• [Directions]:
1. Repeat the passage from the horizon talks listing that begins at the words "Horizon talks" and ends after the words "(University of Sheffield)".
2. In the horizon talks listing, what does the collaboratory talk's abstract propose to create?
3. List every distinct institution given for the authors of "Towards a Data Science Collaboratory" in the horizon talks listing, naming each only once.

*** Document excerpt Section Begins ***

Horizon talks
- Towards a Data Science Collaboratory
Joaquin Vanschoren (K.U.Leuven), Bernd Bischl (Ludwig-Maximilians-University Munich), Frank Hutter (Albert-Ludwigs-Universitat Freiburg), Michele Sebag (Universite Paris Sud), Balazs Kegl (Universite Paris Sud), Matthias Schmid (Universitat Bonn), Giulio Napolitano (Universitat Bonn), Katy Wolstencroft (Leiden University), Alan R. Williams (University of Manchester) and Neil Lawrence (University of Sheffield)
Abstract
Data-driven research requires many people from different domains to collaborate efficiently. The domain scientist collects and analyzes scientific data, the data scientist develops new techniques, and the tool developer implements, optimizes and maintains existing techniques to be used throughout science and industry. Today, however, this data science expertise lies fragmented in loosely connected communities and scattered over many people, making it very hard to find the right expertise, data and tools at the right time. Collaborations are typically small and cross-domain knowledge transfer through the literature is slow. Although progress has been made, it is far from easy for one to build on the latest results of the other and collaborate effortlessly across domains. This slows down data-driven research and innovation, drives up costs and exacerbates the risks associated with the inappropriate use of data science techniques. We propose to create an open, online collaboration platform, a `collaboratory’ for data-driven research, that brings together data scientists, domain scientists and tool developers on the same platform. It will enable data scientists to evaluate their latest techniques on many current scientific datasets, allow domain scientists to discover which techniques work best on their data, and engage tool developers to share in the latest developments. It will change the scale of collaborations from small to potentially massive, and from periodic to real-time. This will be an inclusive movement operating across academia, healthcare, and industry, and empower more students to engage in data science.
- When Learning Indeed Changes the World: Diagnosing Prediction-Induced Drift
Georg Krempl (Knowledge Management and Discovery Lab, University Magdeburg), David Bodnar (University Magdeburg) and Anita Hrubos (University Magdeburg)

*** Document excerpt Section Ends ***
*** Provided information Section Begins ***

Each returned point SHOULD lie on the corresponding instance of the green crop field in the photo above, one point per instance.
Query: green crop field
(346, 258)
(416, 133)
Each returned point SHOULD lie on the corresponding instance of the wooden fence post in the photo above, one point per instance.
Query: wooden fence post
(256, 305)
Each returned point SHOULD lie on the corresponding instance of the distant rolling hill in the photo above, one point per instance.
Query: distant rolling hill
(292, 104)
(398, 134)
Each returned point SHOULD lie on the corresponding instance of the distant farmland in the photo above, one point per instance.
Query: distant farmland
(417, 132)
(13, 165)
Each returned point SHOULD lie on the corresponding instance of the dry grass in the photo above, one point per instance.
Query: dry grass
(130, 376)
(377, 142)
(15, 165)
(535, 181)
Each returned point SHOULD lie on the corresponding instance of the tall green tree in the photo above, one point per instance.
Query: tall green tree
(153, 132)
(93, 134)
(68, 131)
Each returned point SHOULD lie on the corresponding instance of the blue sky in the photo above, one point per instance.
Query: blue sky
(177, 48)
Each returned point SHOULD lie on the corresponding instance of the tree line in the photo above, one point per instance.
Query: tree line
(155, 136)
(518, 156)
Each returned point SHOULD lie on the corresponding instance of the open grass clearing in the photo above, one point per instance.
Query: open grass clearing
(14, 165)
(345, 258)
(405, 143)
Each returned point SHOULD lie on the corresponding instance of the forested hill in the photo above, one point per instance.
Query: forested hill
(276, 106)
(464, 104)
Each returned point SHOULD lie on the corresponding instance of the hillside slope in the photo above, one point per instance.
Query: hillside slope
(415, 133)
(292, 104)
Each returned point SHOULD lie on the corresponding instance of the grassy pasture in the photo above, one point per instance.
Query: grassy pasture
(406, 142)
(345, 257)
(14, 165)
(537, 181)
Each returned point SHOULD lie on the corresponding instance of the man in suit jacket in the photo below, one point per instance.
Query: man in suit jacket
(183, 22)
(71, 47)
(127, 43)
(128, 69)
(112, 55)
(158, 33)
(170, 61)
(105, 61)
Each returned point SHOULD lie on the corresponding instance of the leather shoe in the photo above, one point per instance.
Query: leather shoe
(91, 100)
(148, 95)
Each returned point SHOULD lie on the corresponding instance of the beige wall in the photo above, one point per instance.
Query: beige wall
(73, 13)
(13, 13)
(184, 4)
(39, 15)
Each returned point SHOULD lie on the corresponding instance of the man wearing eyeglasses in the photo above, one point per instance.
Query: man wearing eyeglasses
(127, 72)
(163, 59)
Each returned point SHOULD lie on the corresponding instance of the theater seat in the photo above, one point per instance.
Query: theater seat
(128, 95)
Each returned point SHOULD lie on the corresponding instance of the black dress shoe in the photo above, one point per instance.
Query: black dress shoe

*** Provided information Section Ends ***

• [Answers in order]:
1.
Horizon talks
- Towards a Data Science Collaboratory
Joaquin Vanschoren (K.U.Leuven), Bernd Bischl (Ludwig-Maximilians-University Munich), Frank Hutter (Albert-Ludwigs-Universitat Freiburg), Michele Sebag (Universite Paris Sud), Balazs Kegl (Universite Paris Sud), Matthias Schmid (Universitat Bonn), Giulio Napolitano (Universitat Bonn), Katy Wolstencroft (Leiden University), Alan R. Williams (University of Manchester) and Neil Lawrence (University of Sheffield)

2. An open, online collaboration platform, a "collaboratory" for data-driven research, that brings together data scientists, domain scientists and tool developers on the same platform.

3.
K.U.Leuven
Ludwig-Maximilians-University Munich
Albert-Ludwigs-Universitat Freiburg
Universite Paris Sud
Universitat Bonn
Leiden University
University of Manchester
University of Sheffield